A run of records:
________________________

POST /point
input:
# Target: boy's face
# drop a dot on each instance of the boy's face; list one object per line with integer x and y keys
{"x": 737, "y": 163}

________________________

TASK DETAILS: Copy out the listing above word for word.

WORKED ANSWER:
POST /point
input:
# Target: boy's face
# drop a dot on each instance of the boy's face; list one object per line with integer x and y keys
{"x": 737, "y": 163}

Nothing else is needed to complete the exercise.